Document extract -

--- Start ---

After three years of living wild and aimlessly, with the toll beginning to tell on him, he decided to send Uwaifiokun to the city to discreetly find out what the feelings were about the Ubini throne that had been vacant since he and his brother escaped into the forest. When Uwaifiokun arrived at Chief Ihama of Ihogbe’s home, the chief excitedly rushed him to meet with the Edion’isen who enthusiastically received him.  Asked about his elder brother, Prince Ogun, Uwaifiokun lied that he had not seen him for a long while.  The king makers then offered him the throne which he quickly accepted, thus betraying his brother’s trust.

Prince Ogun was upset by the betrayal and started plotting to take the throne from his junior brother. Ogun’s relative, Azuwa, living in Uhunmwun Idumwun in the eastern outskirts of Ubini, using the Iha divination, told Prince Ogun that he would win his throne.  He listed what Prince Ogun had to do to reverse the animosity of the Edion’isen because ordinary Ubini people were routing for him, although thinking he was already dead.  Royal ancestors and the gods of the land were angry over the injustice done to him, and many people had begun to leave the city in fear of the wrath of the gods.

Prince Ogun was told that he would meet a pregnant woman, a hunter, and finally an old woman living opposite the market place, who would each influence the process of his gaining the throne.  He promised Azuwa great reward if Iha’s predictions came through.  News of his visit to Uhunmwun Idunmwun soon reached the Ubini monarch who quickly dispatched troops to the area to try to capture him.

--- End ---

Material -
--- Start ---

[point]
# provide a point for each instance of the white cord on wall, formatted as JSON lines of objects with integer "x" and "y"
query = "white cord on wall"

--- End ---

Task list -
A: Can you write out the part of the Prince Ogun passage starting at "After three years" and ending at "his brother’s trust.", substituting "the younger prince" for "Uwaifiokun"?
B: Could you pick up the Prince Ogun passage after its last sentence and carry it forward?

Outputs in order -
A:
After three years of living wild and aimlessly, with the toll beginning to tell on him, he decided to send the younger prince to the city to discreetly find out what the feelings were about the Ubini throne that had been vacant since he and his brother escaped into the forest. When the younger prince arrived at Chief Ihama of Ihogbe’s home, the chief excitedly rushed him to meet with the Edion’isen who enthusiastically received him.  Asked about his elder brother, Prince Ogun, the younger prince lied that he had not seen him for a long while.  The king makers then offered him the throne which he quickly accepted, thus betraying his brother’s trust.

B:
Prince Ogun escaped through Ikpe territory, deep into the hinterland.  At Igogogin bush, where he retired to spend the night, he heard the moaning of someone that appeared to be in pains.  Obviously, he was dreaming, but it was very vivid.  He was shocked that he was not alone in the forest.  On investigation, he found that the moaning person (a tree) required help to relieve it of worms ravaging its trunk.  Ogun wasted no time in doing just that and as reward, the tree asked him to make a request because he, the tree, was the spirit of Ase that could grant anything. 

The spirit placed an object at Ogun’s feet and asked him to pick it up and make a demand of it.  Ogun, unbelieving, playfully asked the object to make the tree bothering him, to shed its leaves and die.  The tree promptly shed its leaves and died.  Ogun woke up and found the object by his feet, and that he had reclined against a tree that had shed its leaves and died.  The tree was full of life when he chose to recline on it for the night, he thought.  He picked up the object and asked another tree near-by to shed its leaves and die.  The tree promptly did. 

He went to Ekae village where he lived for a while and gave birth to the Evbo Aigbogun people, then he moved on. In the meantime, the monarch’s troops, acting on reports of sightings, were raiding villages around him.  They almost caught him when they trooped past him in a forest were he was hiding.  He plucked a large green leaf and put it in his mouth, and in demand of his ‘Ase charm,’ the leaf rendered him invisible, (or looking like a shrub) to the troops.  Hours later, when the danger had subsided, he called the leaf that saved his life, Ebe Ewere.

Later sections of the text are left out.